→ Work required: Every line from the one holding "rocky ground, one" through the final line of the entries is to be reproduced exactly, and no other line.

Start of Data supplied

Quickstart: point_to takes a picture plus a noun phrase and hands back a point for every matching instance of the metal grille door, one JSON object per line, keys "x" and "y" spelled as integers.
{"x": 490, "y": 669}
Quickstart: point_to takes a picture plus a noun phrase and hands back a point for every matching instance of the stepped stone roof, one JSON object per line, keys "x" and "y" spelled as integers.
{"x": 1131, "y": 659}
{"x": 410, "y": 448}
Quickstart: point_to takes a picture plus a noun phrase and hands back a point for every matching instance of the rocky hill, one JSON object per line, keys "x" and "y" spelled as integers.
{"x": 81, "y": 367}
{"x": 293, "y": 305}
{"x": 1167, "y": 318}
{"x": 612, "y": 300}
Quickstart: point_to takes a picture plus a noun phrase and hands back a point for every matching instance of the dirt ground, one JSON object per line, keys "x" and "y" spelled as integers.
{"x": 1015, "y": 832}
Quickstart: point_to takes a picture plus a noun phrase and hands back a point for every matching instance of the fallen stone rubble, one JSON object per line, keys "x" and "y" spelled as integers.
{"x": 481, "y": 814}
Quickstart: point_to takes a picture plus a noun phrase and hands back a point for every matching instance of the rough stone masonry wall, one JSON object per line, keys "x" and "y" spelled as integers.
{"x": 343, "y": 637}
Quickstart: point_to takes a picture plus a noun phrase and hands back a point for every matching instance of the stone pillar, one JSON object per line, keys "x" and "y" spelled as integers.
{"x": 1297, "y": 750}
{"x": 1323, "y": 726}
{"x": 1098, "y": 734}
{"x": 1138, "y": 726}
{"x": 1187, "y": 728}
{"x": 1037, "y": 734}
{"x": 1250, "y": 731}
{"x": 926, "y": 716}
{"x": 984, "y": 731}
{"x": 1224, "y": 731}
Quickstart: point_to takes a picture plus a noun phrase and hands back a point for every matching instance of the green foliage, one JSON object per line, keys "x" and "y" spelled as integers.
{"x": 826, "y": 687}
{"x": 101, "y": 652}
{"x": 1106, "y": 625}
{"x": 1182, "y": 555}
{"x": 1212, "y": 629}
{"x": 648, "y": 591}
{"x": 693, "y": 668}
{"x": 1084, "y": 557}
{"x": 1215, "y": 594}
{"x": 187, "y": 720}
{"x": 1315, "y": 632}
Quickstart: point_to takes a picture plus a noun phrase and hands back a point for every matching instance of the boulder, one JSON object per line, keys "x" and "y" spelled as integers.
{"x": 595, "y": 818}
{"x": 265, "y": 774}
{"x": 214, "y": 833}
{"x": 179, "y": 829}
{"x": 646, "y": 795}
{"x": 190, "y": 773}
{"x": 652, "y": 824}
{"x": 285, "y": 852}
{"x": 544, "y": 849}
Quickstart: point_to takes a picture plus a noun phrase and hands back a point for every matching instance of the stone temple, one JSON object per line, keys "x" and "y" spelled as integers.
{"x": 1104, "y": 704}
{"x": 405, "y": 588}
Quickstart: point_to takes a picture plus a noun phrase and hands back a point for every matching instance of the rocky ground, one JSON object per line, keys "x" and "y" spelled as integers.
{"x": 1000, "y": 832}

End of Data supplied

→ Completed task:
Quickstart: point_to takes a picture plus a noun phrase and hands back a point for every matching instance of the rocky ground, one JSON object per line, keys "x" and "y" spelled as integers.
{"x": 1000, "y": 832}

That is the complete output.